= PAGE =
####################

Indexing all opinion
oliver craner said:
Maybe. But LFIQ is hardly a hotbed of New Labourism either. Why do you think it's trade union orientated?

sorry oliver, a bit of an over simplification
 
D

droid

Guest
oliver craner said:
I think the basic difference between the IFTU and the SWP is this: while the SWP declares its support for the inusrgency, the IFTU actively opposes it, and tries to get on with rebuilding Iraqi society from the bottom.

So am i to take it that you dont believe in the right of an occupied people to resist illegal aggression and occupation as enshrined in the UN charter then?

I guess this document is a bit outdated anyways...

DECLARATION ON PRINCIPLES OF INTERNATIONAL LAW CONCERNING FRIENDLY RELATIONS AND CO-OPERATION AMONG STATES IN ACCORDANCE WITH THE CHARTER OF THE UNITED NATIONS

....Convinced that the subjection of peoples to alien subjugation, domination and exploitation constitutes a major obstacle to the promotion of international peace and security, Convinced that the principle of equal rights and self-determination of peoples constitutes a significant contribution to contemporary international law, and that its effective application is of paramount importance for the promotion of friendly relations among States, based on respect for the principle of sovereign equality,

Convinced in consequence that any attempt aimed at the partial or total disruption of the national unity and territorial integrity of a State or country or at its political independence is incompatible with the purposes and principles of the Charter....

####################

Location identification items
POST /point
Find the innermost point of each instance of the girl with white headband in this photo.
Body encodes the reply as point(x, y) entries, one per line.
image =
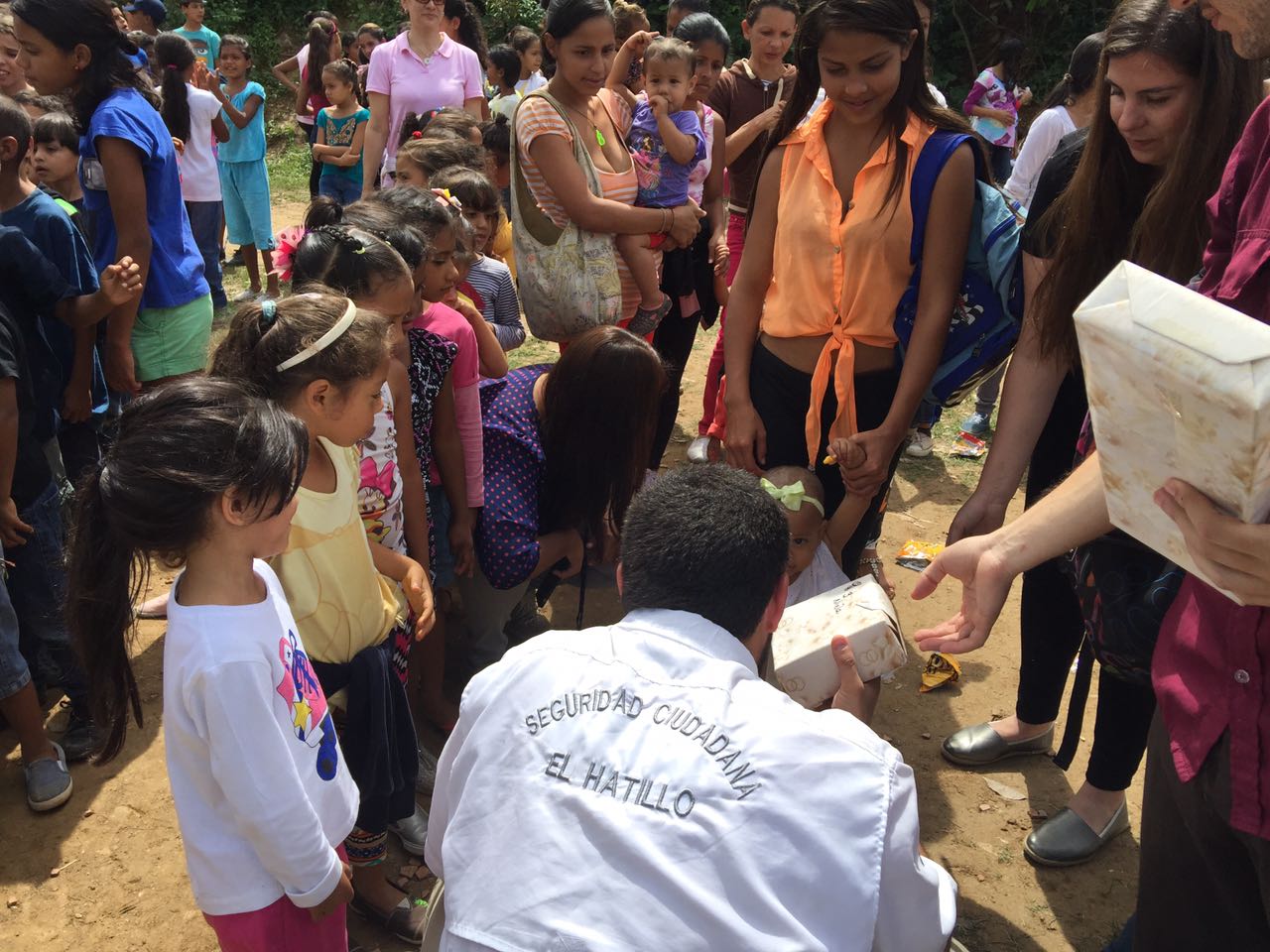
point(325, 361)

####################

= EXERCISE OBJECTIVE =
Reproduce the forum thread above between "So am i to take" and "bit outdated anyways...", inclusive.

= WORKED ANSWER =
So am i to take it that you dont believe in the right of an occupied people to resist illegal aggression and occupation as enshrined in the UN charter then?

I guess this document is a bit outdated anyways...